<<<<

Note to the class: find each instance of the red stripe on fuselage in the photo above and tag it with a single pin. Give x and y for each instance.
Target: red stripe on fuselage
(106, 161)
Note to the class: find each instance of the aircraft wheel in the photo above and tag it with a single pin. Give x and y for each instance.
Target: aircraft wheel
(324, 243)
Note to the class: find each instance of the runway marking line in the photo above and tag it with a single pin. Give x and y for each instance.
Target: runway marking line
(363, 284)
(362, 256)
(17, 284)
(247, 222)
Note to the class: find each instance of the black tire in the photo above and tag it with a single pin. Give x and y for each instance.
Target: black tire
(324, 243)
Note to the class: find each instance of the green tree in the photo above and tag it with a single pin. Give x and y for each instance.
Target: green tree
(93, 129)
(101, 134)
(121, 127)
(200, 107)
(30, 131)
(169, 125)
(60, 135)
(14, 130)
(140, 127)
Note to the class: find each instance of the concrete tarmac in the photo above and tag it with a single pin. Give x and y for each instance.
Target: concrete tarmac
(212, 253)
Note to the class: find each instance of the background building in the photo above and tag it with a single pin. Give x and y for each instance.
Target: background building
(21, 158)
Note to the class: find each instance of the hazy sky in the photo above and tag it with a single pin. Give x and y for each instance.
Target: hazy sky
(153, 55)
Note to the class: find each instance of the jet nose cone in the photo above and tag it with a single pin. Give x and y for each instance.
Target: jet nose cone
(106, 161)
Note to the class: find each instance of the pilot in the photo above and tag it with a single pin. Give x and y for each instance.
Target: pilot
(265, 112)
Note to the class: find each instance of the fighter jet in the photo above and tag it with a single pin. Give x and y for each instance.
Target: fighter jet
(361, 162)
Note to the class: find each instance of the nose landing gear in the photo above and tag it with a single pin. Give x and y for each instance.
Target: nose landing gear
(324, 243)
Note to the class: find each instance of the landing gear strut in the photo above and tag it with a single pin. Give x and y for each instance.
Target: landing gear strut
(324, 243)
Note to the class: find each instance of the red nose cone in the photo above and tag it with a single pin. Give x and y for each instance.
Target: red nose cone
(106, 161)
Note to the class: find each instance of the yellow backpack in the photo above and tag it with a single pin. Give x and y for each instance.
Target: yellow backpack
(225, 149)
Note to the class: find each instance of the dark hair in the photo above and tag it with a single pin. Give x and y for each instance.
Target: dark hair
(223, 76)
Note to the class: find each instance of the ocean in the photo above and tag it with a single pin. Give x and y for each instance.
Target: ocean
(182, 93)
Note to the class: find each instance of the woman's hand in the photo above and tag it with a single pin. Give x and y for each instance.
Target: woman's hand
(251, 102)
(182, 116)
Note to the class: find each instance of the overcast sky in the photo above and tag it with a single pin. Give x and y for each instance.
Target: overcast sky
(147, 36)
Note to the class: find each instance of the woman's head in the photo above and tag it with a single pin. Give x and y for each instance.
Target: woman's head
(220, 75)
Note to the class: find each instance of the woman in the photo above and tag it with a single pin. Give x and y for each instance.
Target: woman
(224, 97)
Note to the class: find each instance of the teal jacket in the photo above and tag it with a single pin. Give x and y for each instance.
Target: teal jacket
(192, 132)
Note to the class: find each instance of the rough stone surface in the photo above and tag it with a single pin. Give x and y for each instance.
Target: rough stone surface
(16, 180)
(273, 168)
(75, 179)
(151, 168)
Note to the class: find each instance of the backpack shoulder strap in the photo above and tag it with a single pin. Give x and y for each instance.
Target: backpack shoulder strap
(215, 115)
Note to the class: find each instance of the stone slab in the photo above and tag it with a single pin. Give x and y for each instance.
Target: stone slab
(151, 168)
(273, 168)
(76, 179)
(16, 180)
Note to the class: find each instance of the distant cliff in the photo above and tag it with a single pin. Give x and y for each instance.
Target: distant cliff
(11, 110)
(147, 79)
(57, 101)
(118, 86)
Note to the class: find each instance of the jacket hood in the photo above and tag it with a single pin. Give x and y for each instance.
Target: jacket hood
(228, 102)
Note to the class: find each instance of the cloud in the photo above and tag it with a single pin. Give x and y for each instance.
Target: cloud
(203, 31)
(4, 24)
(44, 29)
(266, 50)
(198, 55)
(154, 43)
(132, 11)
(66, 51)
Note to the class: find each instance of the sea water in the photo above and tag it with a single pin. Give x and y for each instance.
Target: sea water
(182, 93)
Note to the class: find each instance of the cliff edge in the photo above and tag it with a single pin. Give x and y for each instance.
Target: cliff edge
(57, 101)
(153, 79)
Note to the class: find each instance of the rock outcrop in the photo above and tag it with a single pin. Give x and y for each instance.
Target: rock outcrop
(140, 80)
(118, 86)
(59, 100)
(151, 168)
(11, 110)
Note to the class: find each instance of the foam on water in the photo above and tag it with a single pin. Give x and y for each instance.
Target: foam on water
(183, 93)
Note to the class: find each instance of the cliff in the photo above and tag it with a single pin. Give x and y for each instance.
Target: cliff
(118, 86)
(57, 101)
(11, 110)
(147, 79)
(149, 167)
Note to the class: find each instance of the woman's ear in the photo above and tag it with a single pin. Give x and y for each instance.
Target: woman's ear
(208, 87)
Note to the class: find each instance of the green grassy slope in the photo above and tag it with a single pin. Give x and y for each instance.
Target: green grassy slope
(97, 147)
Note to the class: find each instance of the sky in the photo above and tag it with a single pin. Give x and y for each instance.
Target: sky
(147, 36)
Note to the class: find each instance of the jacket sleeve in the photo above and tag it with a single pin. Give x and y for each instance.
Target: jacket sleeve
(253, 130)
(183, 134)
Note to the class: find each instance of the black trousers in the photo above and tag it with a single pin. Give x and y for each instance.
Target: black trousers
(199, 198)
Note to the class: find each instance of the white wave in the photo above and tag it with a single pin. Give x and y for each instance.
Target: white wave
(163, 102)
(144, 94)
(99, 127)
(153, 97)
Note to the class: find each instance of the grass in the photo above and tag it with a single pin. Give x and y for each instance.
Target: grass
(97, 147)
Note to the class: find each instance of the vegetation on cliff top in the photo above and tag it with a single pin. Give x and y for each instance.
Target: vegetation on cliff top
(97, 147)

>>>>

What you need to do:
For this exercise, transcribe the whole listing verbatim.

Expected answer:
Note to the class: find each instance of the red stripe on fuselage in the photo above and tag it with a single pin. Give x and y for each instance.
Target: red stripe on fuselage
(106, 161)
Note to the class: find each instance of the aircraft wheel in the photo above and tag it with a single pin. Give x and y for each instance.
Target: aircraft wheel
(324, 243)
Note to the class: find each instance of the runway marking line in the photo above and tag it with a single pin. Give x and y for each instance.
Target: runway marking line
(363, 284)
(362, 256)
(17, 284)
(247, 222)
Note to the class: find each instance of the black tire in the photo above and tag it with a single pin. Give x and y for each instance.
Target: black tire
(324, 243)
Note to the class: find each instance of the green tree in the photo above and tag it with a single pin. Give x and y for each instance.
Target: green tree
(93, 129)
(101, 134)
(121, 127)
(200, 107)
(30, 131)
(169, 125)
(60, 135)
(14, 130)
(140, 127)
Note to the class: find each instance of the concrete tarmac in the photo above and tag it with a single pin. Give x and y for each instance.
Target: concrete tarmac
(212, 253)
Note to the class: find each instance of the background building in the photo above and tag it with a single pin. Give x and y for each instance.
Target: background building
(21, 158)
Note to the class: find each instance of the hazy sky in the photo above and tag it with a single pin. Give x and y for each instance.
Target: hazy sky
(153, 55)
Note to the class: find each instance of the jet nose cone in the photo above and tag it with a single pin. Give x and y for each instance.
Target: jet nose cone
(106, 161)
Note to the class: find each instance of the pilot in the photo above and tag it with a single pin. Give x and y for each instance.
Target: pilot
(265, 112)
Note to the class: find each instance of the fighter jet in the photo above and tag it with a single pin. Give x and y for each instance.
Target: fighter jet
(361, 162)
Note to the class: find each instance of the nose landing gear in the photo above and tag it with a single pin. Give x and y for each instance.
Target: nose landing gear
(324, 243)
Note to the class: find each instance of the landing gear strut in the photo above and tag it with a single pin. Give x and y for each instance.
Target: landing gear strut
(324, 243)
Note to the class: find each instance of the red nose cone in the photo above and tag it with a single pin. Give x and y for each instance.
Target: red nose cone
(106, 161)
Note to the class: find each instance of the yellow backpack in the photo above and tag it with a single pin. Give x and y for each instance.
Target: yellow backpack
(225, 149)
Note to the class: find each instance of the dark hair in the photo above and tag it with a single pin. Give x and y for each instance.
Target: dark hair
(223, 76)
Note to the class: find each instance of the ocean in the photo above and tag it with a single pin. Give x and y for each instance.
Target: ocean
(182, 93)
Note to the class: find each instance of the woman's hand in the photo above and tag it with a single pin. Give x and y for each instance.
Target: woman's hand
(251, 102)
(182, 116)
Note to the class: find each instance of the overcast sky in the photo above and tag it with a single pin. Give x and y for each instance.
Target: overcast sky
(147, 36)
Note to the class: find each instance of the woman's head in the photo above and tag it with a single pin. Give x and y for each instance.
Target: woman's head
(220, 75)
Note to the class: find each instance of the woman in the photo above and tag it with a single pin. Give x and y for each instance.
Target: woman
(224, 97)
Note to the class: find each instance of the teal jacket in the photo above and tag it with a single pin. Give x and y for each instance.
Target: teal jacket
(192, 132)
Note to the class: find each instance of the rough stone surface in the photo above and tag it with a single pin. Give x and y for each instance.
Target: rough stone surface
(16, 180)
(273, 168)
(75, 179)
(151, 168)
Note to the class: find each instance of the backpack shoulder strap in the photo above and tag it with a single pin. Give x and y for each instance.
Target: backpack shoulder strap
(215, 115)
Note to the class: find each instance of the stone slab in the photo above and tag it with a single pin. Give x and y for each instance.
Target: stone slab
(151, 168)
(273, 168)
(76, 179)
(16, 180)
Note to the class: find each instance of the distant cliff in the photo above and tag it with a single pin. Give x and y for each instance.
Target: distant cliff
(11, 110)
(147, 79)
(57, 101)
(118, 86)
Note to the class: find each instance of the jacket hood in the photo above and tag it with a single pin. Give x and y for each instance.
Target: jacket hood
(228, 102)
Note to the class: find each instance of the cloud in the photo above and tag it with a single pin. Give x and y for each instance.
Target: cloud
(203, 31)
(4, 24)
(44, 29)
(266, 50)
(198, 55)
(154, 43)
(132, 11)
(66, 51)
Note to the class: find each instance of the sea water in the photo above and tag it with a single pin. Give x and y for each instance.
Target: sea water
(182, 93)
Note to the class: find each instance of the cliff edge in the photo above and tag it with a single pin. Give x and y for each instance.
Target: cliff edge
(57, 101)
(153, 79)
Note to the class: find each instance of the rock outcrop in the photo above and tag it with a single pin. Give x and y for each instance.
Target: rock outcrop
(140, 80)
(118, 86)
(59, 100)
(151, 168)
(11, 110)
Note to the class: find each instance of the foam on water in the photo above and tag it with a single pin. Give x and y for each instance.
Target: foam on water
(183, 93)
Note to the class: find each instance of the cliff in the photo above and tag it with a single pin. Give x and y for each instance.
Target: cliff
(118, 86)
(57, 101)
(11, 110)
(147, 79)
(149, 167)
Note to the class: find each instance of the woman's ear in the photo above and tag it with a single pin. Give x and y for each instance.
Target: woman's ear
(208, 87)
Note to the class: find each instance of the green grassy slope in the photo above and tag it with a single pin. Give x and y for each instance.
Target: green grassy slope
(97, 147)
Note to the class: find each instance of the sky in the photo above and tag it with a single pin. Give x and y for each instance.
Target: sky
(147, 36)
Note to the class: find each instance of the jacket sleeve in the photo above and tag it with a single pin. Give x and y for each instance.
Target: jacket sleeve
(253, 130)
(183, 134)
Note to the class: find each instance of the black trousers in the photo above and tag it with a single pin. Give x and y for each instance.
Target: black trousers
(199, 198)
Note to the class: find each instance of the white wave in the photo above and tag it with a single pin. Give x and y for each instance.
Target: white wave
(163, 102)
(144, 94)
(99, 127)
(153, 97)
Note to the class: find each instance of the grass in the photo above and tag it with a single pin. Give x and y for each instance.
Target: grass
(97, 147)
Note to the class: find each instance of the vegetation on cliff top in the photo above and tag it with a single pin. Give x and y for each instance.
Target: vegetation on cliff top
(97, 147)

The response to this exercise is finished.